Materials provided –
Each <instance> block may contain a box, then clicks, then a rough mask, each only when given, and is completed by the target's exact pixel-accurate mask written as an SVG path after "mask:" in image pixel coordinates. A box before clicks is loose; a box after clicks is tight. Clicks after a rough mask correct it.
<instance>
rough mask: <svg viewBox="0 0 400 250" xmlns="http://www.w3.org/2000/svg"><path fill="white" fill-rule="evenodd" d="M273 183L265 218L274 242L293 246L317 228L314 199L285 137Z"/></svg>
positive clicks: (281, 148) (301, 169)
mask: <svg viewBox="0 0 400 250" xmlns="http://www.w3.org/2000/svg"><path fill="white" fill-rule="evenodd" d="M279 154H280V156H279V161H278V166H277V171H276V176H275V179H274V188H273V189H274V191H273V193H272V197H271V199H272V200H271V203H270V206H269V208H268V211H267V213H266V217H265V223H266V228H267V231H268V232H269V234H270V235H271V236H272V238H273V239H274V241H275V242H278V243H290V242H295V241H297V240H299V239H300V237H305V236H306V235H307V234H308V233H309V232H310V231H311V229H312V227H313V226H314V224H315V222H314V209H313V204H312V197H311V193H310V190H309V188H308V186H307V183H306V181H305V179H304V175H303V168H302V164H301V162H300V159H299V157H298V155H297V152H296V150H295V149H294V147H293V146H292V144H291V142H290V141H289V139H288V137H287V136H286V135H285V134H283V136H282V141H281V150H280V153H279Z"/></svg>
...
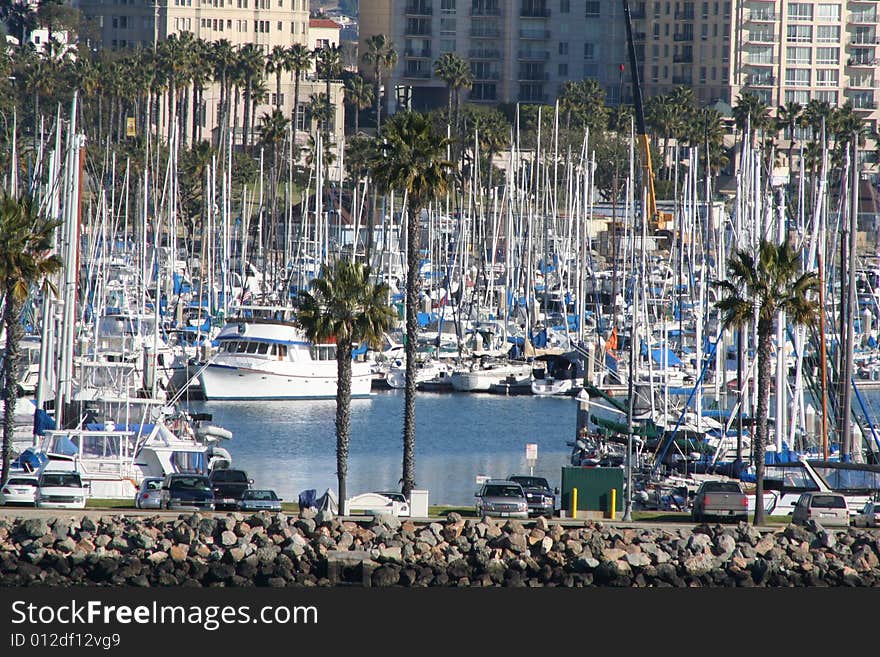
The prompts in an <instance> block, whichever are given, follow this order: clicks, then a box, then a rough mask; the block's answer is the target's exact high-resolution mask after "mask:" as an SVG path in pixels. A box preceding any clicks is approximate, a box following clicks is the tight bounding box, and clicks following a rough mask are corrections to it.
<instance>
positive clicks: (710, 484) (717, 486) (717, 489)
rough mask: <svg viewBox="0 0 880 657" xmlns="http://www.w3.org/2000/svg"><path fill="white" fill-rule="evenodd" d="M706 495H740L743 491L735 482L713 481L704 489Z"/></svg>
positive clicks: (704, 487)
==
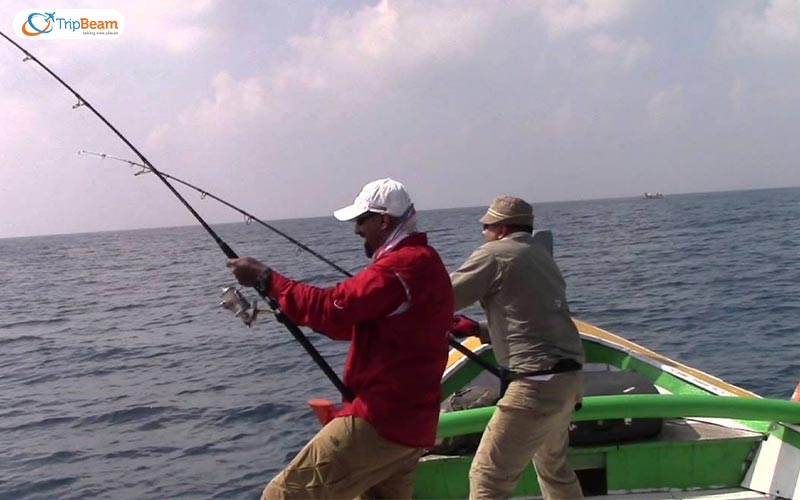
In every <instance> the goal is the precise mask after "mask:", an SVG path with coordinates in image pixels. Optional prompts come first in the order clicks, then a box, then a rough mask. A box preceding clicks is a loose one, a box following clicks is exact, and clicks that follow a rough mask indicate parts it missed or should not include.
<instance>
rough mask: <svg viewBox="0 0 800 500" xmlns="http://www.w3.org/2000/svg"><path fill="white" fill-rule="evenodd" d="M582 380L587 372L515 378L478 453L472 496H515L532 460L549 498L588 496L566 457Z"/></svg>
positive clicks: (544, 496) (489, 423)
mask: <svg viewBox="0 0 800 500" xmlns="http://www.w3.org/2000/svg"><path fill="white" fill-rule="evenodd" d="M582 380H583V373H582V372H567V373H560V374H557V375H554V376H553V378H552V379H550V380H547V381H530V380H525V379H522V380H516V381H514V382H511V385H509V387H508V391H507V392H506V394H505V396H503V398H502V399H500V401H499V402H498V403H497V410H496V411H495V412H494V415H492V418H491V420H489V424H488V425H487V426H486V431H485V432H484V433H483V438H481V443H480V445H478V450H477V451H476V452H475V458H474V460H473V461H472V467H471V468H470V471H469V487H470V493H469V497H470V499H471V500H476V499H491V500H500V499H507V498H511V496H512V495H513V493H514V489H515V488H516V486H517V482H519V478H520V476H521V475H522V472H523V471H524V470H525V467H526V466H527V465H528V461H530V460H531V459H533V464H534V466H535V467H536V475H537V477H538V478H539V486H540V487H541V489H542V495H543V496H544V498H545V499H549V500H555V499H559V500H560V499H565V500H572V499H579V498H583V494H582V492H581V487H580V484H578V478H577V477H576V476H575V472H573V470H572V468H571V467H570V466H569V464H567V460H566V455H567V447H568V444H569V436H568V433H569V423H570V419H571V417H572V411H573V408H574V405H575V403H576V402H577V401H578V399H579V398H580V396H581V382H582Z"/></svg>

Task details – Copy out the lines from the one containing "In every <instance>" through the one containing "positive clicks: (544, 496) (489, 423)", swapping "preceding" for "before" and keeping everything else the same.

Task solution –
In every <instance> the goal is the precise mask after "mask:", an SVG path with coordinates in image pixels. Optional prompts come first in the order clicks, then a box, then a rough mask. A box before clicks is a loose one, a box following clicks is exact, and clicks that follow a rough mask indicate parts it missed or should not include.
<instance>
rough mask: <svg viewBox="0 0 800 500" xmlns="http://www.w3.org/2000/svg"><path fill="white" fill-rule="evenodd" d="M582 380L587 372L515 378L478 453L472 496H515L532 460L549 498L588 496L566 457Z"/></svg>
positive clicks: (544, 496) (489, 423)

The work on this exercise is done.